А когда все-таки раскусили нашу хитрость и рискнули бросить на нас танки — на шоссе, в ямах, были заложены уже настоящие мины. Наступление сорвалось.

Таких мистификаций мы устраивали много.

Я обещал вам рассказать о канализационных трубах… Была такая история.

На одной из рек в Баракоа ходили каботажные суда. Они перевозили продовольствие, иногда боеприпасы для батистовских войск. Охрана на этих судах была маленькая — три-четыре солдата. Батистовцы знали, что у нас нет ни одного мало-мальски стоящего суденышка, ни одного вооруженного катера, поэтому безбоязненно, под нашим носом, перевозили боеприпасы и продукты, — как раз то, что нам было нужно до смерти.

Мы долго думали, как захватить хотя бы одно из этих судов. Наконец нашли выход.

Приобрели большой рыбачий баркас. На носу его установили большую треногу вроде штатива для киноаппарата, а на ней укрепили кусок широченной канализационной трубы. Когда наступали сумерки, мы выходили на баркасе, взяв с собой два охотничьих ружья-двустволки. Подкрадывались под покровом ночи к кораблю и начинали передавать в рупор приказ пристать к берегу. Если корабль не подчинялся, то наш баркас нахально ходил вокруг судна, а в рупор мы продолжали отдавать приказания. Если и на этот раз корабль отказывался выполнять нашу волю, мы вводили в бой канализационную трубу. В нее вставлялось охотничье ружье и спускались сразу два курка. Гром раздавался нешуточный… Из трубы вырывалось пламя. И сразу же вставлялось другое ружье — и снова спускались оба курка.

— Это предупредительные выстрелы, — кричали мы в рупор. — Третий выстрел отправит вас к рыбам…

Видимо, мы производили впечатление хорошо вооруженного сторожевого катера. Так мы захватили три или четыре судна, пока батистовцы не прекратили плавание по реке.

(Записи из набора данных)
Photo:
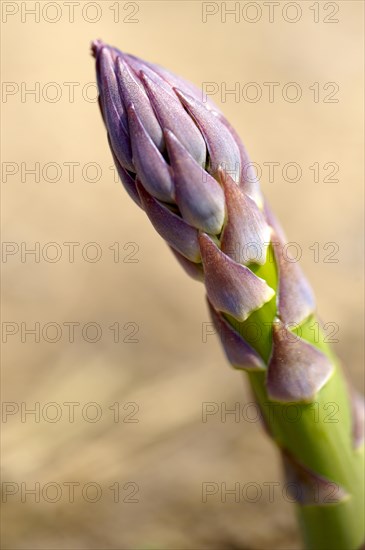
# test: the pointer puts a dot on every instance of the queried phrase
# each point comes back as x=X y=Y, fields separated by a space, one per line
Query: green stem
x=318 y=435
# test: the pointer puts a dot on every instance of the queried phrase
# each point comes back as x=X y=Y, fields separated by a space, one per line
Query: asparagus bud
x=182 y=162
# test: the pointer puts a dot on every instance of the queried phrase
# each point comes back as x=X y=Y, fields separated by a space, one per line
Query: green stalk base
x=318 y=435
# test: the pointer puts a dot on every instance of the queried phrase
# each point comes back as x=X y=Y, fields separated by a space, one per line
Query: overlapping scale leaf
x=246 y=234
x=199 y=196
x=240 y=354
x=172 y=116
x=297 y=370
x=151 y=167
x=134 y=94
x=231 y=287
x=114 y=112
x=176 y=232
x=222 y=147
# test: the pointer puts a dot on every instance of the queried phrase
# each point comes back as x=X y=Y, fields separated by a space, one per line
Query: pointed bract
x=114 y=112
x=297 y=370
x=199 y=196
x=172 y=116
x=246 y=234
x=179 y=234
x=151 y=167
x=134 y=94
x=127 y=180
x=231 y=287
x=238 y=352
x=223 y=149
x=295 y=296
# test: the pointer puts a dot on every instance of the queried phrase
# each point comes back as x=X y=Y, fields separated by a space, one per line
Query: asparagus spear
x=184 y=165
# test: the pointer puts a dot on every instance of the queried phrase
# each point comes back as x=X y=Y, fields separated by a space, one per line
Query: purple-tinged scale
x=114 y=112
x=127 y=181
x=194 y=270
x=249 y=182
x=295 y=296
x=178 y=234
x=199 y=197
x=297 y=370
x=309 y=488
x=231 y=287
x=173 y=80
x=134 y=94
x=240 y=354
x=151 y=167
x=172 y=116
x=246 y=235
x=222 y=147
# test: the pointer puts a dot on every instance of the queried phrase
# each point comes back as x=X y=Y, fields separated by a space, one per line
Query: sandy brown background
x=169 y=372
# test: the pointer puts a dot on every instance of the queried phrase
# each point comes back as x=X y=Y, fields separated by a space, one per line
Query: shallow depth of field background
x=169 y=372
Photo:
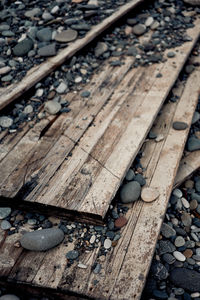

### Задание A
Перечислите предметы, которые, согласно отрывку, использовались на рыбачьем баркасе при захвате судов.
### Задание B
Сколько строк листинга содержат строку «green» с учетом регистра? Пожалуйста, укажите только число.

### Решение задания A
Тренога, кусок широченной канализационной трубы, два охотничьих ружья-двустволки, рупор.

### Решение задания B
2